抜粋
──────────────────────────────
二十四節気
のひとつである小暑は、梅雨明けの後、本格的な夏を迎える前に訪れる節気です。
「小さな暑さ」で「しょうしょ」と呼ぶところは、実際の季節にも合っているように感じます。
今回は、小暑の意味やその季節について、こよみ便覧と七十二候の記載をもとにまとめました。
もちろん!今年(2024年)の小暑の日と、その期間も解ります^ ^
小暑の意味とは?
早速ですが、こよみ便覧において小暑の欄をご覧ください。
⇒ 「こよみ便覧」
※コマ番号「7」で、二十四節気の記載場所へ飛びます。
「大暑来れるまへ(前)なればなり」
という記載が、確認できたかと思います。
大暑は、小暑の後に訪れる本格的な夏の時期です。
ここが解ると、こよみ便覧で示している小暑の意味は、すぐに解っていただけるのではないでしょうか。
「本格的な夏が来る前の季節だから(小暑)である」ということです。
他の節気と比べると、特に難しい比喩もなく、とても解り易い記述だと思います。
また、小暑の意味には、暑さがだんだん強くなっていくという記載が多くあります。
これは、こよみ便覧の小暑の意味をもっと解り易く表現したものだと解釈します。
繰り返しになりますが、小暑は梅雨が明けて夏に向かう季節ですから、「本格的な夏が来る前の季節」というよりも、「暑さがだんだん強くなっていく」という感覚の方が、より現実味があるように感じます。
さて、そんな小暑の日(期間)はいつ頃訪れるのでしょうか。
小暑はいつ?
小暑は、毎年7月7日頃、もしくは小暑から次の節気である大暑までの期間を指します。
現在、暦要項で公表されている小暑の日(期間)は、
- 2024年が、7月6日(7月6日~21日)
- 翌2025年は、7月7日(7月7日~21日)
と、なっています。
小暑の日は年によって前後しますが、七夕の頃と覚えておくと忘れずに済むでしょう。
そして、小暑の日から、暑中見舞いを出す季節に入ります。
──────────────────────────────
課題の要件
1) 小暑についての文章から、「さて、そんな小暑の日(期間)はいつ頃訪れるのでしょうか。」から「小暑の日は年によって前後しますが、七夕の頃と覚えておくと忘れずに済むでしょう。」までのすべてを、そのまま書き写してください。
2) 小暑についての文章によると、小暑の日からはどのような季節に入りますか。

[ポインティング用データセットの項目]
──────────────────────────────
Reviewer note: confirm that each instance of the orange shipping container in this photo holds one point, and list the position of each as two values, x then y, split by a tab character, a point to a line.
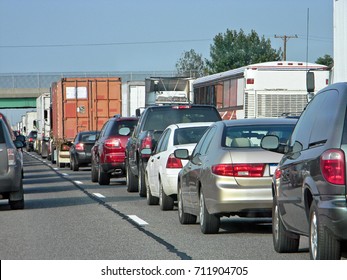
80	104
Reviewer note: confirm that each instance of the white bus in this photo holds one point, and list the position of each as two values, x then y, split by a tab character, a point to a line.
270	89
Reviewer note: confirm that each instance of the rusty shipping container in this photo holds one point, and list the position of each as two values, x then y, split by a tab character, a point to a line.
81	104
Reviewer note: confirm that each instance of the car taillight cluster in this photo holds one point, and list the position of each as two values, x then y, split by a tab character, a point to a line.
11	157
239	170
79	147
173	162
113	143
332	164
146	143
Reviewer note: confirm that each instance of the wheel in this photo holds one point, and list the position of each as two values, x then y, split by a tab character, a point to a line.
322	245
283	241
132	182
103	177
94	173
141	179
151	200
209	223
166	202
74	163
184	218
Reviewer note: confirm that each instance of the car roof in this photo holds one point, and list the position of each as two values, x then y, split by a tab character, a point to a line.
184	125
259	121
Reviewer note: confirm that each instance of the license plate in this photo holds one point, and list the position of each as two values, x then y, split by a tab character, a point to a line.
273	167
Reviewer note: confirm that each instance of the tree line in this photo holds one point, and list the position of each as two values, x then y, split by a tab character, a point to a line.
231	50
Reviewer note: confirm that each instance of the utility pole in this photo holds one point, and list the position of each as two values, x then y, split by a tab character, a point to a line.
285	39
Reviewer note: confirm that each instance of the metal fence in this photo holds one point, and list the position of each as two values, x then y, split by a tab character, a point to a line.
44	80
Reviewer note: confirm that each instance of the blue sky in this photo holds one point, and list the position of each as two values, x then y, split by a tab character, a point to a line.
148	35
──────────────────────────────
解答一覧
1)
さて、そんな小暑の日(期間)はいつ頃訪れるのでしょうか。
小暑はいつ?
小暑は、毎年7月7日頃、もしくは小暑から次の節気である大暑までの期間を指します。
現在、暦要項で公表されている小暑の日(期間)は、
- 2024年が、7月6日(7月6日~21日)
- 翌2025年は、7月7日(7月7日~21日)
と、なっています。
小暑の日は年によって前後しますが、七夕の頃と覚えておくと忘れずに済むでしょう。

2) 暑中見舞いを出す季節に入ります。